Task description:
In the text describing the paperlens backend, why does the concept map flow return a list of nodes and a list of edges? Answer in one to three sentences.

Extracted text:
POST /tooltip { paper_id, sentence, term? }
  → Embed term (or sentence) with all-MiniLM-L6-v2
  → Retrieve top 3 relevant chunks from ChromaDB
  → Call Groq with JSON mode (temp=0.3, max_tokens=300)
  → Return { explanation, analogy, related_terms[] }

Concept Map Flow

GET /concept-map/{paper_id}
  → Fetch all chunks from ChromaDB
  → For each chunk: run spaCy NER + noun phrase extraction
  → Count concept frequency across all chunks
  → Keep concepts appearing 2+ times
  → Build co-occurrence graph (NetworkX): edge weight = shared chunk count
  → Prune edges with weight < 2
  → Classify top 30 concepts via Groq (method/dataset/metric/concept)
  → Return { nodes[], edges[] } for D3.js rendering

File Structure

paperlens/
│
├── app/                          # Backend (FastAPI)
│   ├── main.py                   # App entry point, CORS, static mounts
│   ├── papers.py                 # All API route handlers
│   ├── ingestion.py              # PDF download, parsing, embedding, ChromaDB storage
│   ├── rag_chat.py               # RAG retrieval + Groq LLM chat
│   ├── tooltip.py                # Hover explanation service
│   ├── concept_map.py            # spaCy NER + NetworkX graph builder
│   ├── manim_service.py          # Animation generation service
│   ├── config.py                 # Pydantic settings from .env
│   └── schemas.py                # All Pydantic request/response models
│
├── new_ui/                       # Frontend (React + Vite)

Data to examine:
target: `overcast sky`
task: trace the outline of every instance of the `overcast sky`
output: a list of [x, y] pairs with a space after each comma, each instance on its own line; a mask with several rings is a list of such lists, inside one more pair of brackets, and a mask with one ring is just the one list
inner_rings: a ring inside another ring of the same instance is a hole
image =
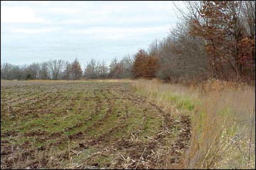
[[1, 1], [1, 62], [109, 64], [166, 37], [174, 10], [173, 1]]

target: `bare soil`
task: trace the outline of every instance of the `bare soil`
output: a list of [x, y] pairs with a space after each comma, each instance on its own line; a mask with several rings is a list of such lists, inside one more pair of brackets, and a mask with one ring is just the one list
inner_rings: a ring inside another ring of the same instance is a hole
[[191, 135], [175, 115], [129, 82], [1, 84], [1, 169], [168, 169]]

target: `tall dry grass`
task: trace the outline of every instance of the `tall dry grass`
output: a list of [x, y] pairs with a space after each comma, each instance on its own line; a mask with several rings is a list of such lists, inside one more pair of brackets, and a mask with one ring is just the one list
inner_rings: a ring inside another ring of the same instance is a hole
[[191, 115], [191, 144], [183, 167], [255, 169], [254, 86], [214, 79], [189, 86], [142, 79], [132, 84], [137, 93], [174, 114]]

* * *

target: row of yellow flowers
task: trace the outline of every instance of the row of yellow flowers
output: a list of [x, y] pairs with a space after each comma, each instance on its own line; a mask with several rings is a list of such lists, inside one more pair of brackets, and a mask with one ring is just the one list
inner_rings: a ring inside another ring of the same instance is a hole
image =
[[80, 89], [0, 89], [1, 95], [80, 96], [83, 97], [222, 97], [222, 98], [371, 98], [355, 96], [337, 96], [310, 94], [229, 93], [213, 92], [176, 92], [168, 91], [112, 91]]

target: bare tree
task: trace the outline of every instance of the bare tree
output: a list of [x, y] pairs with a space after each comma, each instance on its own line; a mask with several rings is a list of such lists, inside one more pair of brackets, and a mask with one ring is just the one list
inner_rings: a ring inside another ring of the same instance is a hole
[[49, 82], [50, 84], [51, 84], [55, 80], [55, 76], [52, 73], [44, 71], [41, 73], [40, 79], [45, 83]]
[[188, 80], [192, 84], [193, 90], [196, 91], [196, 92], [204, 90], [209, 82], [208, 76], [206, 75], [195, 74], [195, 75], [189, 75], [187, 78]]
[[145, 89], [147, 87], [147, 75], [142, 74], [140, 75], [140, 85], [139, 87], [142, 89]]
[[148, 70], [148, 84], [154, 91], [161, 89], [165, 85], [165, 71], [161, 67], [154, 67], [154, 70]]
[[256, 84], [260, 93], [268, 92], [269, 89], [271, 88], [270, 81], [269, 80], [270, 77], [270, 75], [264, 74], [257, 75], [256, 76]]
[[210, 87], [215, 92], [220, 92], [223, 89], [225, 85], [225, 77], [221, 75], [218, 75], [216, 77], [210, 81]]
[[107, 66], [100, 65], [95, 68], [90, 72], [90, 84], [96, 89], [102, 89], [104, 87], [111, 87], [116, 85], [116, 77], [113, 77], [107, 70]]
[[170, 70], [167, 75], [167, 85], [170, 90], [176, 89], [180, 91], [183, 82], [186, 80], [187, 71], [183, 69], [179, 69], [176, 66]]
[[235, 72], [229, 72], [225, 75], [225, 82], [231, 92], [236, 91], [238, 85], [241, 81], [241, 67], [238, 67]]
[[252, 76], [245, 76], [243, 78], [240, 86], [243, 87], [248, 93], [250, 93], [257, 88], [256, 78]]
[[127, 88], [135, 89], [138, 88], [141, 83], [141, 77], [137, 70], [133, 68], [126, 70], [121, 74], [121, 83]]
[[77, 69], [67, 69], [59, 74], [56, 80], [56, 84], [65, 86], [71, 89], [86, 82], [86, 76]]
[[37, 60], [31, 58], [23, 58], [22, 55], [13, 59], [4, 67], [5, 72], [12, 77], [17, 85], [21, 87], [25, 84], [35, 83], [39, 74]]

---

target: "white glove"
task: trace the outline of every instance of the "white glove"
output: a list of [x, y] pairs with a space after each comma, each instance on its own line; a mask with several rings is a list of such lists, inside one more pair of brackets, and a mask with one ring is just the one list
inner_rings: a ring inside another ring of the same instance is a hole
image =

Expected output:
The concept map flow returns { nodes[], edges[] } so the graph can be rendered with D3.js. The edges come from a NetworkX co-occurrence graph in which each edge's weight is the number of chunks the two concepts share.